**Supplied text:**
------------------------------------

I Have Seen The Future, And The Future Is Xbox Kinect
It's late, this is just a short note to let you know that today I saw the future and what I saw was so stunning I couldn't go to sleep without telling you about it first. The future is the new Xbox 360 that debuted at Microsoft's E3 press conference today — not just the improved hardware which ships to stores today and costs the same as the previous hardware — but Xbox Kinect. This is Microsoft's long-awaited full-body natural user interface (NUI) for the Xbox 360, previously codenamed Project Natal and now branded as Kinect.
Kinect is everything. Kinect is the future of everything. Kinect is to the next decade what the operating system was to the 1980s, what the mouse was to the 1990s, and what the Internet has been ever since. It is the thing that will change everything. Once we've all been Kinected, we will never go back. You'll shop, communicate, chill out, engage, and debate using technology that can see you, image you in three dimensions, and interact with you in ways that are cooler than the most far-out science fiction, yet completely natural.

------------------------------------

**Supplied data:**
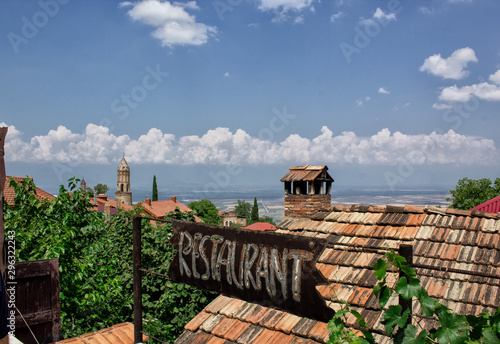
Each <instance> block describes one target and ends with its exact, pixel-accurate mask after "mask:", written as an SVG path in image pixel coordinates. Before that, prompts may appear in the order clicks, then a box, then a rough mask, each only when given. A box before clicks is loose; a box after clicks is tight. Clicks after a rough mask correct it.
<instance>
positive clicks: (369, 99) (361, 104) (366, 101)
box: [355, 97, 371, 106]
mask: <svg viewBox="0 0 500 344" xmlns="http://www.w3.org/2000/svg"><path fill="white" fill-rule="evenodd" d="M370 99H371V98H370V97H365V98H364V99H357V100H356V101H355V103H356V105H357V106H361V105H363V104H364V103H365V102H367V101H370Z"/></svg>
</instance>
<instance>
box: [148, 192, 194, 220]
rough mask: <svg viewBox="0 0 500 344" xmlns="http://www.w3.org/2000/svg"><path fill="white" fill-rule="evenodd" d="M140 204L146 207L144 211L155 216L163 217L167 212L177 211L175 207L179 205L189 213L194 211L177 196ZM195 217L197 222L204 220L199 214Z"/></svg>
mask: <svg viewBox="0 0 500 344" xmlns="http://www.w3.org/2000/svg"><path fill="white" fill-rule="evenodd" d="M149 203H151V204H149ZM140 205H141V207H142V208H144V211H145V212H146V213H148V214H150V215H153V216H154V217H155V218H163V217H165V214H167V213H169V212H171V211H175V208H177V207H179V210H180V211H181V212H184V211H187V212H189V213H190V212H192V210H191V209H190V208H188V207H186V206H185V205H184V204H182V203H181V202H178V201H177V199H176V198H175V197H172V199H169V200H165V201H150V202H149V201H148V202H141V203H140ZM194 218H195V220H196V222H202V220H201V219H200V218H199V217H198V216H195V217H194Z"/></svg>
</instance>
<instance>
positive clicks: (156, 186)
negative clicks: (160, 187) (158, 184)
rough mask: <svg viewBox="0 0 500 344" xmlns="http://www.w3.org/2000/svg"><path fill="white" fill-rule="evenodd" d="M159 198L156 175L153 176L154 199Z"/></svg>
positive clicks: (156, 198)
mask: <svg viewBox="0 0 500 344" xmlns="http://www.w3.org/2000/svg"><path fill="white" fill-rule="evenodd" d="M157 200H158V186H157V185H156V175H155V176H154V177H153V199H152V201H157Z"/></svg>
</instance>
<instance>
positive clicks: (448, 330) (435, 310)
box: [328, 250, 500, 344]
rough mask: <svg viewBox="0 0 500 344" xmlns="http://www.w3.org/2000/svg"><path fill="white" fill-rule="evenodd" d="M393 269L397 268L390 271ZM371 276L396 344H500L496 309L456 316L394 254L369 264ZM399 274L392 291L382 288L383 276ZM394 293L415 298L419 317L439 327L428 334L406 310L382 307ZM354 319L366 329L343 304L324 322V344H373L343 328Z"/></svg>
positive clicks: (394, 253) (355, 312) (409, 269)
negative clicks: (411, 320) (435, 321)
mask: <svg viewBox="0 0 500 344" xmlns="http://www.w3.org/2000/svg"><path fill="white" fill-rule="evenodd" d="M394 267H395V268H397V269H394ZM373 269H374V270H375V277H376V278H377V279H378V280H379V281H380V282H379V283H378V284H377V285H376V286H375V287H374V288H373V292H374V294H375V295H376V296H377V297H378V300H379V304H380V306H381V308H382V309H383V310H382V312H383V318H384V321H383V322H382V324H383V325H384V326H385V331H386V332H387V333H388V334H389V335H390V336H392V337H393V339H394V343H396V344H429V343H439V344H445V343H450V344H464V343H466V344H472V343H484V344H490V343H491V344H494V343H499V344H500V309H498V310H497V311H496V312H495V313H494V314H486V313H481V314H479V315H478V316H475V315H468V316H464V315H460V314H456V313H453V312H452V311H451V310H450V309H449V308H447V307H445V306H443V305H442V304H441V303H440V302H439V301H438V300H435V299H433V298H431V297H429V295H428V293H427V291H426V290H425V289H424V288H423V287H422V286H421V285H420V280H419V279H418V278H417V277H416V273H415V270H414V269H413V268H411V267H409V266H408V265H407V264H406V259H405V258H403V257H401V256H399V255H397V254H396V253H395V252H394V251H393V250H391V251H389V252H388V253H386V254H385V255H384V257H383V258H380V259H378V260H377V261H376V262H375V264H374V265H373ZM397 270H399V271H401V272H402V273H403V274H402V275H403V276H401V277H400V278H398V277H397V276H396V277H395V279H396V284H395V286H394V288H390V287H389V286H388V285H386V281H387V274H388V273H394V274H396V272H393V271H397ZM393 293H396V294H397V295H399V296H401V297H402V298H404V299H406V300H412V299H416V300H418V302H419V303H420V308H421V315H422V316H427V317H434V319H436V320H437V322H438V324H439V326H438V327H437V328H435V329H433V330H431V331H429V332H427V330H426V329H423V328H420V329H419V328H417V327H416V326H415V325H412V324H411V322H410V321H409V316H410V310H409V309H406V310H403V307H402V306H401V305H392V306H389V307H387V308H384V307H385V306H386V304H387V302H388V300H389V298H390V296H391V295H392V294H393ZM349 313H350V314H352V315H354V316H355V317H356V318H357V319H358V324H359V326H361V327H364V328H366V324H365V323H364V321H363V320H362V318H361V319H360V315H359V313H358V312H355V311H354V310H352V309H351V308H350V307H349V305H345V306H344V307H343V308H342V309H341V310H340V311H338V312H336V313H335V315H334V317H333V319H332V320H330V322H329V323H328V329H329V330H330V339H329V341H328V343H342V344H344V343H370V344H374V343H375V341H374V339H373V336H372V334H371V333H370V332H369V331H367V329H366V330H364V331H362V333H363V336H359V337H356V336H355V335H354V333H352V332H351V331H350V330H349V329H347V328H346V327H345V319H346V318H347V315H348V314H349Z"/></svg>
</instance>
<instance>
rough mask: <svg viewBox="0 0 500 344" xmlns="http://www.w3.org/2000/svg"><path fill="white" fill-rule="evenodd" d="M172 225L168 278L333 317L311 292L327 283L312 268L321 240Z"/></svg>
mask: <svg viewBox="0 0 500 344" xmlns="http://www.w3.org/2000/svg"><path fill="white" fill-rule="evenodd" d="M172 227H173V230H174V236H173V237H172V239H171V243H172V244H173V245H174V247H175V248H176V249H177V254H176V256H175V257H174V260H173V261H172V264H171V266H170V270H169V277H170V278H171V279H172V280H174V281H176V282H180V283H185V284H190V285H193V286H196V287H198V288H201V289H207V290H211V291H215V292H219V293H222V294H224V295H227V296H230V297H235V298H239V299H242V300H246V301H249V302H253V303H258V304H261V305H263V306H267V307H275V308H281V309H283V310H286V311H289V312H291V313H294V314H297V315H300V316H304V317H309V318H313V319H316V320H320V321H325V322H328V321H329V320H330V319H331V318H332V316H333V314H334V312H333V310H332V309H331V308H328V307H327V306H326V303H325V300H324V299H323V298H322V297H321V295H320V294H319V293H318V291H317V290H316V285H318V284H325V283H327V281H326V279H325V278H324V277H323V275H322V274H321V273H320V272H319V271H318V270H317V269H316V261H317V259H318V257H319V255H320V254H321V252H322V251H323V249H324V248H325V244H326V243H325V241H324V240H320V239H316V238H306V237H301V236H296V235H289V234H278V233H269V232H261V231H252V230H247V229H238V228H229V227H220V226H211V225H205V224H198V223H194V222H183V221H175V220H174V221H173V226H172Z"/></svg>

------------------------------------

**Directions:**
#1 In the Xbox Kinect post, rewrite the passage starting with "I Have Seen" and going on through "branded as Kinect.", swapping "hardware" for "console".
#2 Pick up the Xbox Kinect post after its last sentence and keep writing.

**Task-by-task answers:**
#1
I Have Seen The Future, And The Future Is Xbox Kinect
It's late, this is just a short note to let you know that today I saw the future and what I saw was so stunning I couldn't go to sleep without telling you about it first. The future is the new Xbox 360 that debuted at Microsoft's E3 press conference today — not just the improved console which ships to stores today and costs the same as the previous console — but Xbox Kinect. This is Microsoft's long-awaited full-body natural user interface (NUI) for the Xbox 360, previously codenamed Project Natal and now branded as Kinect.

#2
I could explain it, I could try, but I won't. Instead, I'll just encourage you to watch the last hour or so of the press conference yourself (though if you follow my link, you may also want to watch the first few minutes just to catch the pre-game interview with Felicia Day — isn't she adorably nerdy?).
Later this week, I will sit down at E3 with the people at PrimeSense, the Israeli company whose technology powers Kinect. I've had the in-person demo before, and it has blown me away. This time, I'm meeting with them because they're going to hook me up. You see, in two weeks, I'll be keynoting at day two of Forrester's Customer Experience Forum in New York City (June 29, 30 at the Grand Hyatt, stop by and say hi). And though the details are still a bit under wraps, let's just say that we'll be giving the audience a live demo of what it means to control a computing device (not an Xbox in this case) with a NUI — a natural user interface, otherwise known as, simply, you. Or in this case, me, as I'll be the one on stage.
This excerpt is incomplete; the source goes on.